** PASSAGE GIVEN **
Emerge-ncy
The Greek goddess Psyche is portrayed as a butterfly, which represents the soul. Socrates said, "Know thyself." From that knowledge human beings can build a base, truly think for themselves and grow into their potential, complete human beings they were meant to be.
This ability to grow and transform is the most basic human right and a function of the soul. If we are denied it, then I don't know what it is we remain. I don't think there is a language for this state of existence. Regardless of clever adaptive tricks we devise to survive, all adoptees remain in some state of arrested childhood for our entire lives. The harm, although invisible, is irreparable.
Annie Dillard, in her book, Pilgrim at Tinker Creek, describes a scene that illustrates what happens when we aren't allowed to become who we are.
One spring when she was a child in school, her teacher had captured a large and unusual caterpillar in a jar and kept it on a windowsill so that the students could observe the stages the giant polyphemous moth would undergo on its transformation into a winged adult.

** DIRECTIONS **
[1] In the essay excerpt, explain why the teacher kept the captured caterpillar in a jar on a windowsill.
[2] In the essay excerpt, what does the butterfly that portrays the Greek goddess Psyche represent?

** MATERIAL PROVIDED **
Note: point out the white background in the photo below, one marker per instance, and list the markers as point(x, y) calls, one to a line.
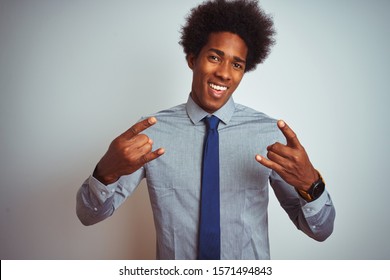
point(75, 74)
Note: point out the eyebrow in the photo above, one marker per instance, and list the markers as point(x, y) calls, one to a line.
point(221, 53)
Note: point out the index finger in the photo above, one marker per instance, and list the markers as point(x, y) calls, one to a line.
point(139, 127)
point(291, 137)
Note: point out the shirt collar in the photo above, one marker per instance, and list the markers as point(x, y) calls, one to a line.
point(197, 114)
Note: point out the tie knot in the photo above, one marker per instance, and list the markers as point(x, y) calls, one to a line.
point(212, 122)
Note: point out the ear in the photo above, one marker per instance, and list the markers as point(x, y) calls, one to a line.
point(191, 61)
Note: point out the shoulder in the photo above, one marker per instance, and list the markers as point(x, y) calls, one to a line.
point(244, 113)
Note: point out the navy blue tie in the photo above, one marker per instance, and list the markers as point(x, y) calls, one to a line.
point(209, 228)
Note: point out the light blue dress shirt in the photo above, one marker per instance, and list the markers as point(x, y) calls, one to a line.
point(173, 182)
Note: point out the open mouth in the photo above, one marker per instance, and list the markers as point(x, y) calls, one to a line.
point(218, 88)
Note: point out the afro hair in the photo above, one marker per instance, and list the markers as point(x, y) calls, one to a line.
point(242, 17)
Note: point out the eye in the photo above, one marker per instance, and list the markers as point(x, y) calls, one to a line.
point(214, 58)
point(237, 66)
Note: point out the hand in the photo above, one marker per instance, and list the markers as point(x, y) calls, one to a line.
point(290, 161)
point(127, 153)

** SOLUTIONS TO THE TASKS **
[1] The teacher kept it there so the students could watch the stages the giant polyphemous moth would go through as it changed into a winged adult.

[2] The soul.